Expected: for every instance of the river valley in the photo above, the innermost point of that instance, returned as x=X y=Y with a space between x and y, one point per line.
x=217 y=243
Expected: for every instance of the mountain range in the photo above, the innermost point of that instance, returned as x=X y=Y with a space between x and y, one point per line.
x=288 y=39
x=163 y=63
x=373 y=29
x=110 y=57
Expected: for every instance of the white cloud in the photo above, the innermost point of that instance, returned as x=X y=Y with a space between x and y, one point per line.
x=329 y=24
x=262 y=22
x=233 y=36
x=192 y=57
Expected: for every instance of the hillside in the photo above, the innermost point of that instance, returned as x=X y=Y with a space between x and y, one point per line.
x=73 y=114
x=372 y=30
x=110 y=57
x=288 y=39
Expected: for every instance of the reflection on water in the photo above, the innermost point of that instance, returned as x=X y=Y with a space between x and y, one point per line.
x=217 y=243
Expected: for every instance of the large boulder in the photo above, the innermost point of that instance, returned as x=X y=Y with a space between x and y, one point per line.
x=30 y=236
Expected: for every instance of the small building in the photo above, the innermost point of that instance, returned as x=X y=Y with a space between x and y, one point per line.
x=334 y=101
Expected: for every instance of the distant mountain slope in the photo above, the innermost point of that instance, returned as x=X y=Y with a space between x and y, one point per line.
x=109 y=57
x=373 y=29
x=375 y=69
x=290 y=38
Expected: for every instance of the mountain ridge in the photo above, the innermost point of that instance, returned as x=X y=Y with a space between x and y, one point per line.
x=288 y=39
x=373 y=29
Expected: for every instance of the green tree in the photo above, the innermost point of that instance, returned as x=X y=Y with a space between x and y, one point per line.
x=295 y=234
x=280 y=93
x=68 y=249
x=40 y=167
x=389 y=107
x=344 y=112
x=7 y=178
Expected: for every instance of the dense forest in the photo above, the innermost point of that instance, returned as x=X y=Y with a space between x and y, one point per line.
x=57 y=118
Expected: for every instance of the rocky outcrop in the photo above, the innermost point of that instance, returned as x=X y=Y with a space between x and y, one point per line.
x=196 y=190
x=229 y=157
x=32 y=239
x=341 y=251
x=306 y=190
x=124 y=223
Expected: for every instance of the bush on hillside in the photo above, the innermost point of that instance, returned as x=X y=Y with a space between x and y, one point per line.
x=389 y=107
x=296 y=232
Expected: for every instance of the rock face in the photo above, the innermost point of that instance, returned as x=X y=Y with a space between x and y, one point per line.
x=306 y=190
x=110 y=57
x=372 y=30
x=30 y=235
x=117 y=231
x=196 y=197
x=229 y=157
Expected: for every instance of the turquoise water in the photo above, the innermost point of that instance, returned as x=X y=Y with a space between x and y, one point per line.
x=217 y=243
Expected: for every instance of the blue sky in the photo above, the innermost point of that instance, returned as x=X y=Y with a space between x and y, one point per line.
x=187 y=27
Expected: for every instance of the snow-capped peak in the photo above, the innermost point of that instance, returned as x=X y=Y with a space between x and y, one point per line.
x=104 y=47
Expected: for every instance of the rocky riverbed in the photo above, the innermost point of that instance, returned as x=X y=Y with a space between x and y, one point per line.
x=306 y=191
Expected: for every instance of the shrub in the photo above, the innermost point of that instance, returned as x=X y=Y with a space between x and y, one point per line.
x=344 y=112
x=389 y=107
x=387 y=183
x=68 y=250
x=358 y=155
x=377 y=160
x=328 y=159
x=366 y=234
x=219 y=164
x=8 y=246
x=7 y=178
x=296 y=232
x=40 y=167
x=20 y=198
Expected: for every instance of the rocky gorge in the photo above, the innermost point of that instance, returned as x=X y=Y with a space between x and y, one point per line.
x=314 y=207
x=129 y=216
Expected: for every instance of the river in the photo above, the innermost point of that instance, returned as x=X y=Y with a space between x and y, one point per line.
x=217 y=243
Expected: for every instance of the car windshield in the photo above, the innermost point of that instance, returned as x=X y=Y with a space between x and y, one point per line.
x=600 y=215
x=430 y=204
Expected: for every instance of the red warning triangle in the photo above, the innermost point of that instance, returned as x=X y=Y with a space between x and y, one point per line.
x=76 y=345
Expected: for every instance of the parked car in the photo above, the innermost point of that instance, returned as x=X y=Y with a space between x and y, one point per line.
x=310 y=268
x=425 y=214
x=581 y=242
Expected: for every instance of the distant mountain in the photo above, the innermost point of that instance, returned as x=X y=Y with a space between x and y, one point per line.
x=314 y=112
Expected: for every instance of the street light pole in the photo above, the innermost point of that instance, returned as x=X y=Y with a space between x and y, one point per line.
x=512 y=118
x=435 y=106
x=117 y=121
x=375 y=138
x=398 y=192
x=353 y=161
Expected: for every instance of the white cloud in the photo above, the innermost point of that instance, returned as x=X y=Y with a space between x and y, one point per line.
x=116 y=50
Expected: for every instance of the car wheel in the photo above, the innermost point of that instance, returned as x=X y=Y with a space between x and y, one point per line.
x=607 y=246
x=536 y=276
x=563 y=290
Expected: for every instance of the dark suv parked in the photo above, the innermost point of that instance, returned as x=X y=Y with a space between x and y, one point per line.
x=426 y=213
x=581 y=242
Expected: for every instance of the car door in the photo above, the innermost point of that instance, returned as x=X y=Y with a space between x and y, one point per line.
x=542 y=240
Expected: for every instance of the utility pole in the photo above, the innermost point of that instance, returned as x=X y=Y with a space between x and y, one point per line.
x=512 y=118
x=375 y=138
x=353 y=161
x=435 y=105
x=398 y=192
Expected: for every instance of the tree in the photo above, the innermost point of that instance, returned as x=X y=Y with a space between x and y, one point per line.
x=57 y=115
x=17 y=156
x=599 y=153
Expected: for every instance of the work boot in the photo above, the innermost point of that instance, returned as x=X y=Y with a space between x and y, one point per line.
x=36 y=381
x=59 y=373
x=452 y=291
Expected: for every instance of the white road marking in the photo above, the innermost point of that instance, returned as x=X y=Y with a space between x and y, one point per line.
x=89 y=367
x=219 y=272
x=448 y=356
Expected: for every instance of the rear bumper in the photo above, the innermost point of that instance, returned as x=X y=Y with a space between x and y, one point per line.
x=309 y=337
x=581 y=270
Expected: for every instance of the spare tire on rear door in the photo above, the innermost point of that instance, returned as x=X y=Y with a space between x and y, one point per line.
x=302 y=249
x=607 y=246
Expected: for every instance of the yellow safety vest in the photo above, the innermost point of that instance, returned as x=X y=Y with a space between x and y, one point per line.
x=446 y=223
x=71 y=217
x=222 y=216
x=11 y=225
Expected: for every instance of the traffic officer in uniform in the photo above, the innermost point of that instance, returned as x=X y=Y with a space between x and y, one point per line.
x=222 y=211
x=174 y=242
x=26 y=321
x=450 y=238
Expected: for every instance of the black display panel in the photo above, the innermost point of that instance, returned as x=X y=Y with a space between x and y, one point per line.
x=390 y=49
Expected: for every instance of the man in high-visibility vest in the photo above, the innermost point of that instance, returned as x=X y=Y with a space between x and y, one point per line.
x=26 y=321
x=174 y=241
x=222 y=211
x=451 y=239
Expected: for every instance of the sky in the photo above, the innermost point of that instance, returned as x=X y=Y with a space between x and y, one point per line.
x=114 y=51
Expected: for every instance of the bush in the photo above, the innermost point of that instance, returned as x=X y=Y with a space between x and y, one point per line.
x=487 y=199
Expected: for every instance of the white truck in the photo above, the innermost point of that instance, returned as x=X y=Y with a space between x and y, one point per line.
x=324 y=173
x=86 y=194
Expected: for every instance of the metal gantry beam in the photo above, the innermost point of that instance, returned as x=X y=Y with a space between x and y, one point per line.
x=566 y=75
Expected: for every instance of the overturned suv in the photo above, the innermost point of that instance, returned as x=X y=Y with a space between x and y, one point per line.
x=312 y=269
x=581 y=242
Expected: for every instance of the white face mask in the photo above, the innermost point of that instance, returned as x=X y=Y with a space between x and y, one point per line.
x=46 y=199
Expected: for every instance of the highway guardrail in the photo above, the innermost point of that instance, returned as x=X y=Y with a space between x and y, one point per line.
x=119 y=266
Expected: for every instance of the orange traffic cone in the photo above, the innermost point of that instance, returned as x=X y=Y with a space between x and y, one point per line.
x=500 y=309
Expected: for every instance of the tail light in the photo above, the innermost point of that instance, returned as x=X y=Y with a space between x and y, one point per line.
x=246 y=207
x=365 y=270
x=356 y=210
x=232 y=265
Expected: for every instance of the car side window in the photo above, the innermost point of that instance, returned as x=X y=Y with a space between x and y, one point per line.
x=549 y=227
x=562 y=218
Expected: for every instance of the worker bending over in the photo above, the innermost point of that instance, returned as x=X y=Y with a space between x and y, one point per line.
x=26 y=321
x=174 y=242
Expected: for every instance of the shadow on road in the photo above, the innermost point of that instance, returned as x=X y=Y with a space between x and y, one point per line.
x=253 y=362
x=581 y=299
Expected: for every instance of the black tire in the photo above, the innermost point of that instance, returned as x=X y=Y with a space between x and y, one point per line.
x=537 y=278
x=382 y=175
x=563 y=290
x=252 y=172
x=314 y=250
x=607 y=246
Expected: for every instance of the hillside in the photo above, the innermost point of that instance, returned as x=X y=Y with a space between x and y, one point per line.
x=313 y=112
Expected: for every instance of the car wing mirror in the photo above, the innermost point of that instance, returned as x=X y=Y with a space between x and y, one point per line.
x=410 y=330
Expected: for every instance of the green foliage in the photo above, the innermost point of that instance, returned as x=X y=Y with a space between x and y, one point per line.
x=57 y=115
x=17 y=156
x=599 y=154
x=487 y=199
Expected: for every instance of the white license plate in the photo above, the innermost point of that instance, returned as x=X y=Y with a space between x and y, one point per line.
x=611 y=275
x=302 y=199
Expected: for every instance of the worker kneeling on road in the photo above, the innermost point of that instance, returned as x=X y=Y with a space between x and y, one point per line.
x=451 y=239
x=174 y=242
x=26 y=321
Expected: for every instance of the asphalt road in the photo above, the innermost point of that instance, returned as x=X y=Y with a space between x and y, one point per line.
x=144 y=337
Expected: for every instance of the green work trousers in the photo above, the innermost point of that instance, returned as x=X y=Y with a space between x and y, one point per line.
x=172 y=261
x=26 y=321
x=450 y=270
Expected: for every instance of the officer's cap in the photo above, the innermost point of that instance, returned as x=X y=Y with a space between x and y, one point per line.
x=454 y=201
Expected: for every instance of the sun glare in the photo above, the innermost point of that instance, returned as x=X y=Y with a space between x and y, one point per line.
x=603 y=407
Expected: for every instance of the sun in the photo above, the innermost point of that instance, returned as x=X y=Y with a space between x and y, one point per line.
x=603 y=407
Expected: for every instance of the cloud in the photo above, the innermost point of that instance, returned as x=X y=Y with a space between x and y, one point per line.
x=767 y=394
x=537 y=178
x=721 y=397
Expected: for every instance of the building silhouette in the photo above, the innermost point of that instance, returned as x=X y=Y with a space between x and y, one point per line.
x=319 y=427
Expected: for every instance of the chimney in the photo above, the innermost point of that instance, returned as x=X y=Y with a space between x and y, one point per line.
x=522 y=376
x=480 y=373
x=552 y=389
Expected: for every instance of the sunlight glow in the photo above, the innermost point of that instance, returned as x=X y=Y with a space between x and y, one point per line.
^^^^
What this task involves: Output the stretch from the line containing "Expected: for every instance of the rocky outcrop" through the line containing "x=124 y=223", both included, as a JSON list of strings with one string per line and blank lines omitted.

Solution below:
[
  "Expected: for every instance of the rocky outcrop in the photo above, the innermost point of that instance, returned as x=X y=Y with a space between x and y, one point per line.",
  "x=196 y=190",
  "x=229 y=157",
  "x=32 y=239",
  "x=341 y=251",
  "x=306 y=190",
  "x=124 y=223"
]